## AUFGABE:
Gib den folgenden Textauszug über Indifferenz und Dissens in Ostfriesland vollständig und Wort für Wort wieder.

## TEXTAUSZUG:
----
Kirchengeschichte: Neuzeit

Autor/Hrsg.:

Grochowina, Nicole

Titel/Untertitel:

Indifferenz und Dissens in der Grafschaft Ostfriesland im 16. und 17. Jahrhundert.

Verlag:

Frankfurt a. M.-Berlin-Bern-Bruxelles-New York-Oxford-Wien: Lang 2003. 499 S. 8 = Europäische Hochschulschriften. Reihe 23: Theologie, 766. Kart. Euro 65,40. ISBN 3-631-39820-4.

Rezensent:

Karl Friedrich Ulrichs

Durch seine singuläre Bikonfessionalität von Luthertum und Calvinismus ist Ostfriesland ein Dorado für die Konfessionalisierungsforschung. Konfessionalistische und sozialdisziplinierende Bestrebungen setzten regelmäßig auch Dissens und Indifferenz frei, Letztere verstanden als Loyalitätsminderung gegenüber einer dominanten Konfession, die sich nicht einem antikonfessionellen Affekt schulden muss, sondern etwa auch einer Neugewichtung von konfessionellen und wirtschaftlichen oder politischen Interessen. Indifferenz und Dissens wurden in Ostfriesland durch Machtdefizite und Unentschiedenheit des Grafen- und späteren Fürstenhauses, das frühe Auftreten nonkonformistischer Glaubensgruppen in den benachbarten Niederlanden, das zahlreichen Glaubensflüchtlingen gewährte Asyl und durch die dem Patronatsrecht geschuldete Unabhängigkeit lokaler Autoritäten und Gemeinden begünstigt. Wie diese gewissermaßen rückseitigen Aspekte der Konfessionalisierung zu verstehen sind, stellt die derzeit an der Universität Jena arbeitende Historikerin Nicole Grochowina in ihrer Hamburger Dissertation am Beispiel des frühneuzeitlichen Ostfriesland dar.
----
## ANGEZEIGTE INFORMATIONEN:
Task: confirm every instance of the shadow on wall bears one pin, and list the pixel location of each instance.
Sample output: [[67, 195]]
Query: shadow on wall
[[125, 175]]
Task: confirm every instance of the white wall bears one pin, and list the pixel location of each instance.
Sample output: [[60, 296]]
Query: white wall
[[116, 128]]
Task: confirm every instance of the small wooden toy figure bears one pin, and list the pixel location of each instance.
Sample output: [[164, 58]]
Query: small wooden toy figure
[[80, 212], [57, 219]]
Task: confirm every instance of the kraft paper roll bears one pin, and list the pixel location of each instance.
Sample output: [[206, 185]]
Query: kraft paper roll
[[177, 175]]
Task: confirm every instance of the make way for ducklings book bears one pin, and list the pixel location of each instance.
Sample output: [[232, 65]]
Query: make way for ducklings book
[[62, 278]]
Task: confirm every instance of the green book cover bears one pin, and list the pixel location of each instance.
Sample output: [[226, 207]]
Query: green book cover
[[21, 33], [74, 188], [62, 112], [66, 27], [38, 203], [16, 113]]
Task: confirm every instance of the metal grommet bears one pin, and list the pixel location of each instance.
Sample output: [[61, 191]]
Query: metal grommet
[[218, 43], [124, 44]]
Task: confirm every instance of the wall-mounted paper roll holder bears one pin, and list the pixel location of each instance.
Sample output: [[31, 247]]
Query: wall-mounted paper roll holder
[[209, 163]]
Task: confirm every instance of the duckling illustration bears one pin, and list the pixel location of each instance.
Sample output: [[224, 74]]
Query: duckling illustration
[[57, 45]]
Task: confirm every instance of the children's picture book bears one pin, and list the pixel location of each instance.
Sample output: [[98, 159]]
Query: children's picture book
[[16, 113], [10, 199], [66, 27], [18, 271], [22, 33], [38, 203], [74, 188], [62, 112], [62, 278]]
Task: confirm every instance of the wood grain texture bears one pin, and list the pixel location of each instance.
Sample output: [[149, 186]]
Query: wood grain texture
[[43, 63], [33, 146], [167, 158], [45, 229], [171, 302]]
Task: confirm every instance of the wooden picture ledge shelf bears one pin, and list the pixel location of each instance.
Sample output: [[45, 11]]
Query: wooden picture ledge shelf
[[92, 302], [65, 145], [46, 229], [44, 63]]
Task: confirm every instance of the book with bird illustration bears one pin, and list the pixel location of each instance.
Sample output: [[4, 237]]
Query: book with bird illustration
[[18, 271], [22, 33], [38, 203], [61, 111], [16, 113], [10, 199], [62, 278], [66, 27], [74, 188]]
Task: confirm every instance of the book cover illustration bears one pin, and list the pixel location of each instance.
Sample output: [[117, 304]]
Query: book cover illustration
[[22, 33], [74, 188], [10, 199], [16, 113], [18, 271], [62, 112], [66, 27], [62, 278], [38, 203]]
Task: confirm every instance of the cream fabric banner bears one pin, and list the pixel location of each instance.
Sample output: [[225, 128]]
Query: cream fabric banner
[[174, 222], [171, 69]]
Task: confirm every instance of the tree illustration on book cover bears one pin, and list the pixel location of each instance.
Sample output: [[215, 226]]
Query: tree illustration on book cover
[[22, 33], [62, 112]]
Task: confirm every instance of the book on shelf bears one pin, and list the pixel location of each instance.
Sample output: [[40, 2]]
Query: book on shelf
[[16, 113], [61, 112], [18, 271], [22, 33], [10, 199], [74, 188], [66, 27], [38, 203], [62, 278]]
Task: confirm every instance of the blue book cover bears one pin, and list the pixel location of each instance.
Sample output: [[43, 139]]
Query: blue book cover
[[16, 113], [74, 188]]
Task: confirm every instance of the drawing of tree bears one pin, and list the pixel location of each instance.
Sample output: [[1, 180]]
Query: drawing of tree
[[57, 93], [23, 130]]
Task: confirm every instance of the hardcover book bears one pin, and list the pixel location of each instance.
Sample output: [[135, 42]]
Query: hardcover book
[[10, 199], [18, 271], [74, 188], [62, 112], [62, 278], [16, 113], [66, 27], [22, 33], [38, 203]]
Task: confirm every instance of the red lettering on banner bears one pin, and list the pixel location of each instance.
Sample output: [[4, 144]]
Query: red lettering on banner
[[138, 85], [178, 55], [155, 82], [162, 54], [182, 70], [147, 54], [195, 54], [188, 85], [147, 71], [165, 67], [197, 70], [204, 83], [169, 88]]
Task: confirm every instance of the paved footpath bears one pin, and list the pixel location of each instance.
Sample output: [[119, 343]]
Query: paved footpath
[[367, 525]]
----
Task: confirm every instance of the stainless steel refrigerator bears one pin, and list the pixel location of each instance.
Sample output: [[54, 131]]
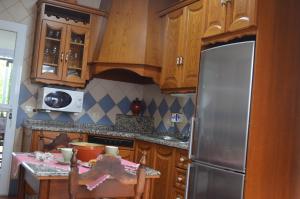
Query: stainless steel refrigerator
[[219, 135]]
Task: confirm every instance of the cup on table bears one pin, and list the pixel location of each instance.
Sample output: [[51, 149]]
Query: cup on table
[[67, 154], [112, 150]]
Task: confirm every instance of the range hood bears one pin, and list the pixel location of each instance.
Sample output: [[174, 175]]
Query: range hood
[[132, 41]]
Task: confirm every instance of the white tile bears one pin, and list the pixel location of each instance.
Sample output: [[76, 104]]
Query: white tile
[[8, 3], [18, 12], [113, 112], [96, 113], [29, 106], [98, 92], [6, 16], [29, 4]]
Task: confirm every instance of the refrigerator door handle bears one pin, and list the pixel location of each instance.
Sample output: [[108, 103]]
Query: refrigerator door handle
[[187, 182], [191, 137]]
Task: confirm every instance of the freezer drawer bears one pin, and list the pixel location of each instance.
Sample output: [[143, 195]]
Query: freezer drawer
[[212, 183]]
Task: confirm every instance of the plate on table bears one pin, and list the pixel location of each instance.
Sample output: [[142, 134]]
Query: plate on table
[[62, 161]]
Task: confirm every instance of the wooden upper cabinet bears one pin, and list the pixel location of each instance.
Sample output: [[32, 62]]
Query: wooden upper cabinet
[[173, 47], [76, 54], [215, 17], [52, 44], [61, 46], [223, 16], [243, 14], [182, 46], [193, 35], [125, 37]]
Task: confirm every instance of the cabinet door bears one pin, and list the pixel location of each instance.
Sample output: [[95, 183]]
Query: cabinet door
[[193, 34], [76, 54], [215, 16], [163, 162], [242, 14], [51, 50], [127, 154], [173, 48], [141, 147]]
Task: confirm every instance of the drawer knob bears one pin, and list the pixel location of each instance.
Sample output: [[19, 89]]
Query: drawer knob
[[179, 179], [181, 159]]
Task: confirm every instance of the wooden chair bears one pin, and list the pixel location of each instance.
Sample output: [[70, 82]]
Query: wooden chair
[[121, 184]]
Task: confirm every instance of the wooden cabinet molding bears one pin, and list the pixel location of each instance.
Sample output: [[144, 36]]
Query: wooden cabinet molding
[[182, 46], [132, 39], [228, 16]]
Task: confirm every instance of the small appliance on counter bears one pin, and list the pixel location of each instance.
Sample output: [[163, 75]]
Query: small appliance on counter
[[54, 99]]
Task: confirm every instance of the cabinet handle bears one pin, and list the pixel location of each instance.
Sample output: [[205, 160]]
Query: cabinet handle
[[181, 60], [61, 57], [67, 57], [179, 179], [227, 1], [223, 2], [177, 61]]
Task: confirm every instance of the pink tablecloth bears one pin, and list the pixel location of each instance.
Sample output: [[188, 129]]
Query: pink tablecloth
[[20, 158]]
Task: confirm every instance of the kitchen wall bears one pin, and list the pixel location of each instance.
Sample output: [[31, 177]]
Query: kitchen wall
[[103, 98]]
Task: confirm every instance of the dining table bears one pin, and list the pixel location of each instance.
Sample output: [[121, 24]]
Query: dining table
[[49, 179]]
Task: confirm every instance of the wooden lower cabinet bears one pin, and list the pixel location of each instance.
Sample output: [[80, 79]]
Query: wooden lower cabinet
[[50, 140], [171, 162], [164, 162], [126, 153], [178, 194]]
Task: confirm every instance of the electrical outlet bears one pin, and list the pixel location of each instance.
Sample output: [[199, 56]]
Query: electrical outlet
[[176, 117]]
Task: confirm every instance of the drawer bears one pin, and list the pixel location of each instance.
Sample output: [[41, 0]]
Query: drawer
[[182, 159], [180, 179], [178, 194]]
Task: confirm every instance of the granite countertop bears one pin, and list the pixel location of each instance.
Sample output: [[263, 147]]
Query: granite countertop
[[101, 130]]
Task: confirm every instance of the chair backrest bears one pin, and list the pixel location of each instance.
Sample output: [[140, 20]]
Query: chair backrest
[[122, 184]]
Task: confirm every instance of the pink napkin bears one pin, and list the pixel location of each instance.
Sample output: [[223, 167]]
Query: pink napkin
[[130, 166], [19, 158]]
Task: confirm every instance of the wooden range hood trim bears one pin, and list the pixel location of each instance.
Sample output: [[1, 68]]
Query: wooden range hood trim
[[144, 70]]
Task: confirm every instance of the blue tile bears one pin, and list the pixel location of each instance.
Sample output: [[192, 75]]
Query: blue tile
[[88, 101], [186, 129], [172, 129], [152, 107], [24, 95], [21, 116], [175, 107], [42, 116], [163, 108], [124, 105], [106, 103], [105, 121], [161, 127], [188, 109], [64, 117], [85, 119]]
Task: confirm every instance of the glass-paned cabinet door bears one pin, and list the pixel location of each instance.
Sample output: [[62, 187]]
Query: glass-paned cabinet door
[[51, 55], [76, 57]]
----
## VOLLSTÄNDIGE ANTWORT:
Kirchengeschichte: Neuzeit

Autor/Hrsg.:

Grochowina, Nicole

Titel/Untertitel:

Indifferenz und Dissens in der Grafschaft Ostfriesland im 16. und 17. Jahrhundert.

Verlag:

Frankfurt a. M.-Berlin-Bern-Bruxelles-New York-Oxford-Wien: Lang 2003. 499 S. 8 = Europäische Hochschulschriften. Reihe 23: Theologie, 766. Kart. Euro 65,40. ISBN 3-631-39820-4.

Rezensent:

Karl Friedrich Ulrichs

Durch seine singuläre Bikonfessionalität von Luthertum und Calvinismus ist Ostfriesland ein Dorado für die Konfessionalisierungsforschung. Konfessionalistische und sozialdisziplinierende Bestrebungen setzten regelmäßig auch Dissens und Indifferenz frei, Letztere verstanden als Loyalitätsminderung gegenüber einer dominanten Konfession, die sich nicht einem antikonfessionellen Affekt schulden muss, sondern etwa auch einer Neugewichtung von konfessionellen und wirtschaftlichen oder politischen Interessen. Indifferenz und Dissens wurden in Ostfriesland durch Machtdefizite und Unentschiedenheit des Grafen- und späteren Fürstenhauses, das frühe Auftreten nonkonformistischer Glaubensgruppen in den benachbarten Niederlanden, das zahlreichen Glaubensflüchtlingen gewährte Asyl und durch die dem Patronatsrecht geschuldete Unabhängigkeit lokaler Autoritäten und Gemeinden begünstigt. Wie diese gewissermaßen rückseitigen Aspekte der Konfessionalisierung zu verstehen sind, stellt die derzeit an der Universität Jena arbeitende Historikerin Nicole Grochowina in ihrer Hamburger Dissertation am Beispiel des frühneuzeitlichen Ostfriesland dar.